• [Task brief]:
Reproduce exactly, from the data that follows, the line with "e.g. [[724, 785]]", the line with "e.g. [[178, 450]]", and every line that lies between them.

(Referring expression data)
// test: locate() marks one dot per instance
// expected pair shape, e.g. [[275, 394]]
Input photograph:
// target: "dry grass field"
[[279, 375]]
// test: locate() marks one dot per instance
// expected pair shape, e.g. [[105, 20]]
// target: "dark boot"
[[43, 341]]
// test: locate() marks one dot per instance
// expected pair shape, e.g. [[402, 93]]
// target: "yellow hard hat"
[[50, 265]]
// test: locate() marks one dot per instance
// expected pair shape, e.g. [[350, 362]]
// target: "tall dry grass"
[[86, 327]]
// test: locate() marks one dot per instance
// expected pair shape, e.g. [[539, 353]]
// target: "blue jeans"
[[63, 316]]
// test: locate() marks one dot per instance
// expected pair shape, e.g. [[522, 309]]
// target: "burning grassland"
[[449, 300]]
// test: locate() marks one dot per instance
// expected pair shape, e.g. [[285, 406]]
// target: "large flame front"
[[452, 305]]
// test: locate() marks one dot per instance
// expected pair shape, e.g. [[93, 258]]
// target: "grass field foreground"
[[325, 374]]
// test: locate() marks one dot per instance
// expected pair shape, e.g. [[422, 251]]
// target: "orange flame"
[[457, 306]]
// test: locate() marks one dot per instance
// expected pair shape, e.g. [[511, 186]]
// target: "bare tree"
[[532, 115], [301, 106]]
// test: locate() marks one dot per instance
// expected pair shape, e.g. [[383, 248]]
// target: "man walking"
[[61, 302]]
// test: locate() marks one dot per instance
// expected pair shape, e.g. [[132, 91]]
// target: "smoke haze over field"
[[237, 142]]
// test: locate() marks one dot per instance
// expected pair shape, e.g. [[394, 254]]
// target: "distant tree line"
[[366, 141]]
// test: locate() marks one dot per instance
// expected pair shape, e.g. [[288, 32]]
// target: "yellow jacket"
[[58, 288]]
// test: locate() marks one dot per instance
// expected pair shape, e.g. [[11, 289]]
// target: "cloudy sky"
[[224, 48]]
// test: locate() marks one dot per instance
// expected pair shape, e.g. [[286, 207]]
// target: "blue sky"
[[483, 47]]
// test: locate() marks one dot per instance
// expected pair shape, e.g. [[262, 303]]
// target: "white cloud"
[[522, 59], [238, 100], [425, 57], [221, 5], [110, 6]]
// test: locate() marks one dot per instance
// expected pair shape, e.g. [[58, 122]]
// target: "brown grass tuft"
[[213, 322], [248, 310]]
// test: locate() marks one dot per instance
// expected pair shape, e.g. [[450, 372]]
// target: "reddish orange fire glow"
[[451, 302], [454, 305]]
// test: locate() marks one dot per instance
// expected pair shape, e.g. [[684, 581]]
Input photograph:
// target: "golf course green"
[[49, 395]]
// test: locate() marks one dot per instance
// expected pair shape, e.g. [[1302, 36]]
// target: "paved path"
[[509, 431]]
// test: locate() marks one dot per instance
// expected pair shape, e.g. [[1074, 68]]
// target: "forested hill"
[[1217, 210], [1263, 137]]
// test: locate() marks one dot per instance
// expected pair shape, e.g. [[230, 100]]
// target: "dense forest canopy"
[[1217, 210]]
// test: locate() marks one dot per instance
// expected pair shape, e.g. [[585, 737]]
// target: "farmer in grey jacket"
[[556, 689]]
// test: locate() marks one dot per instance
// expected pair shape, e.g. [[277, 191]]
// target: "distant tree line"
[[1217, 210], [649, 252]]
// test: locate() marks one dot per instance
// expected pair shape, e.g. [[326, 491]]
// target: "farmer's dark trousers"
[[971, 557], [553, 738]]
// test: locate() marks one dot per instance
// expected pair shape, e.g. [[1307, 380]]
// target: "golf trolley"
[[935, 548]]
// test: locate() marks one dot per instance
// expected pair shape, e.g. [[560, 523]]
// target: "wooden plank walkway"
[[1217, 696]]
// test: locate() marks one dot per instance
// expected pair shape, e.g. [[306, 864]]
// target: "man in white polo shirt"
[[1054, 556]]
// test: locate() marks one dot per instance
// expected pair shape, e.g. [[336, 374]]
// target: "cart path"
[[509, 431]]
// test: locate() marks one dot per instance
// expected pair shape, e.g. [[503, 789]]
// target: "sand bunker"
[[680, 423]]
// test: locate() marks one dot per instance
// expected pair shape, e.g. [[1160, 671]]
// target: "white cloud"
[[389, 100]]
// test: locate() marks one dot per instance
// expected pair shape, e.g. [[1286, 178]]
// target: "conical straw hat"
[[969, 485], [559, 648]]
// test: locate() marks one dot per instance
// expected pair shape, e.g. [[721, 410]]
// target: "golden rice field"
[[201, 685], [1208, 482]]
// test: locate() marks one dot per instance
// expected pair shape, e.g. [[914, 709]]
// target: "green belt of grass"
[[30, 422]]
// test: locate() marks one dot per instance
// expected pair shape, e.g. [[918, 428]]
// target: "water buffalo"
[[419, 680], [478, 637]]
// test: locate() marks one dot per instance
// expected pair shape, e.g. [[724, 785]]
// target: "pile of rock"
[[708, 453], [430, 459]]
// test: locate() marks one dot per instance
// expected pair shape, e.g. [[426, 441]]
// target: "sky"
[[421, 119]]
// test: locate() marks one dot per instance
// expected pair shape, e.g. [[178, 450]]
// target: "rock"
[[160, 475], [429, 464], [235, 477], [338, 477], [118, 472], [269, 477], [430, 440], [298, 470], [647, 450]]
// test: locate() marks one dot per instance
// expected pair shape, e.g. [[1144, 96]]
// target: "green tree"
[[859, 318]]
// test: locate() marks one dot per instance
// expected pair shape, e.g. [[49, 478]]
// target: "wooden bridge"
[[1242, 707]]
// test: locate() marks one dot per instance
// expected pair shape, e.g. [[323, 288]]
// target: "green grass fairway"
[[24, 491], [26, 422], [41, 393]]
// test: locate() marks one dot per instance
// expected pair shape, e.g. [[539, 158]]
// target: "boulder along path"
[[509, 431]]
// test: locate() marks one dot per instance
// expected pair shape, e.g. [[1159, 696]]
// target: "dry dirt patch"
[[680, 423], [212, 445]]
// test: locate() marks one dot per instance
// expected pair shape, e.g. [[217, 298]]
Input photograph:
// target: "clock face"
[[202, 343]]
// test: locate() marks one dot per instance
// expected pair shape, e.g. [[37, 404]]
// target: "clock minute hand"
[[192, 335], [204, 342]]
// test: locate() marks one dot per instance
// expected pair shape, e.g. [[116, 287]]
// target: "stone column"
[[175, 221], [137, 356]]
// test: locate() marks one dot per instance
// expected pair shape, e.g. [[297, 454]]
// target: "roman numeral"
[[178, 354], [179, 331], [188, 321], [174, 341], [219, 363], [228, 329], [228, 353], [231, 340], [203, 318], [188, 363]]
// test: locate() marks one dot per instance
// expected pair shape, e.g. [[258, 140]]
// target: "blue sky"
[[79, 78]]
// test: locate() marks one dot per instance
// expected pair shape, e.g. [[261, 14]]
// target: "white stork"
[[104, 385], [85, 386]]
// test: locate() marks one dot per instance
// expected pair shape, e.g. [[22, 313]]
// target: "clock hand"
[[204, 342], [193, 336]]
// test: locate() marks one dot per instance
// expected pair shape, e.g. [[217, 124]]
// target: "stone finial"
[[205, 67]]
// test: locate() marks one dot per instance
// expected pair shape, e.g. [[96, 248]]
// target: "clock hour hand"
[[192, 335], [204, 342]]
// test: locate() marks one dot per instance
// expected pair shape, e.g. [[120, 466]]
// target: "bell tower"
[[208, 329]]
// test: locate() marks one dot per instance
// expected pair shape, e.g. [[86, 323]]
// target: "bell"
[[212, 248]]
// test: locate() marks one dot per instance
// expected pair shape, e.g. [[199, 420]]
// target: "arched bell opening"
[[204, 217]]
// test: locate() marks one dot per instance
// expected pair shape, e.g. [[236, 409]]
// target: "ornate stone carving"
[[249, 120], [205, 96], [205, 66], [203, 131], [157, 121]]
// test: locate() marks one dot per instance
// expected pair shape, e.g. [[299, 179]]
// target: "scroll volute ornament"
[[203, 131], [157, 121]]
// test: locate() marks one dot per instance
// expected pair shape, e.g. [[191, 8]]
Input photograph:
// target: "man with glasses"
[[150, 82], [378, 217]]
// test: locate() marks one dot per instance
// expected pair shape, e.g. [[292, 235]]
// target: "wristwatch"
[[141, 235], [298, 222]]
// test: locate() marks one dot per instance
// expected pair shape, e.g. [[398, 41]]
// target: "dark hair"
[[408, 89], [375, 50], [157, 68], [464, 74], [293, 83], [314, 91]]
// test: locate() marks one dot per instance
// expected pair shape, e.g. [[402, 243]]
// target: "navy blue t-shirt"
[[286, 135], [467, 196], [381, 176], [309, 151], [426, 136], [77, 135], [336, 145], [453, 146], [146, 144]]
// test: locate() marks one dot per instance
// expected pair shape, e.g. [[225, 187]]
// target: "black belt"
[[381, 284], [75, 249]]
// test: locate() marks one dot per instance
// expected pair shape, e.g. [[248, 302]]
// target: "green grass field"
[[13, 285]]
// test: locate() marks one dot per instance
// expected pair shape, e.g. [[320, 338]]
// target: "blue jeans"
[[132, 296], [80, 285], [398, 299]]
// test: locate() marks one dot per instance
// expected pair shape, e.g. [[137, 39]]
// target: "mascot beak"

• [Answer box]:
// expected pair shape, e.g. [[724, 785]]
// target: "pile of rock"
[[708, 453], [430, 459]]
// test: locate() marks one dot per instance
// expected pair shape, e.g. [[426, 441]]
// target: "sky"
[[421, 119]]
// test: locate() marks one dot per instance
// expected pair shape, e.g. [[178, 450]]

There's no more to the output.